* _Problem details_:
Count how many lines in the items below contain the word "aligned". Reply with only that number.

* _Items_:
---*---

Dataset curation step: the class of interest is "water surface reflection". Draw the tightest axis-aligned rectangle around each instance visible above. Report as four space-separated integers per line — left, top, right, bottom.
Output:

---*---

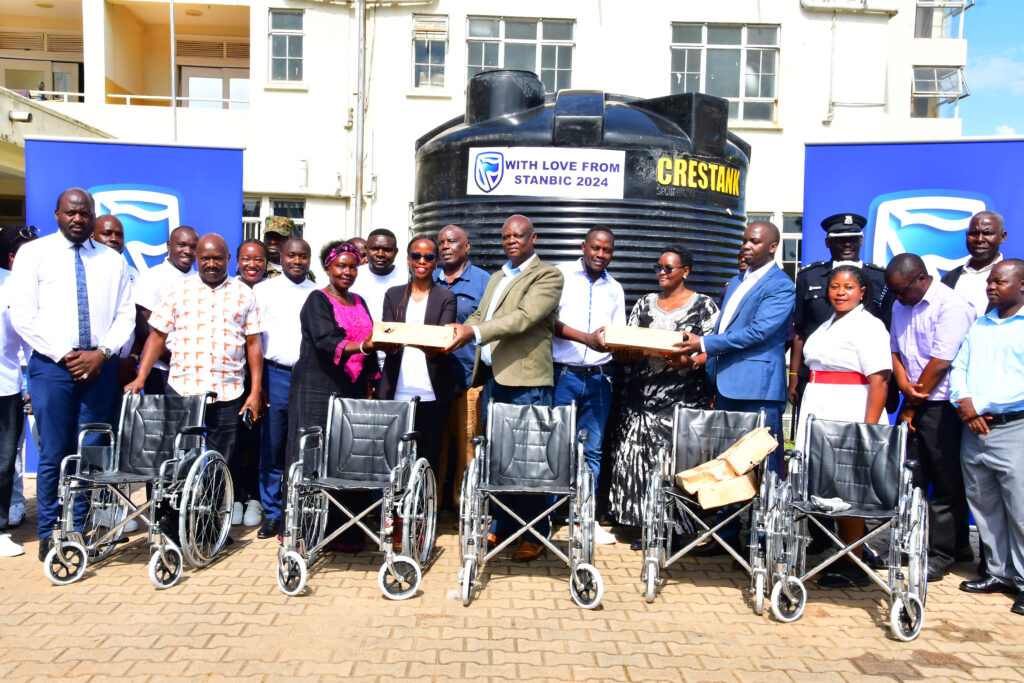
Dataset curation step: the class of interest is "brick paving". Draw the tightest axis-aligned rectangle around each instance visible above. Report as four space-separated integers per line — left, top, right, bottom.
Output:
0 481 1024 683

---*---

* _Task response_:
2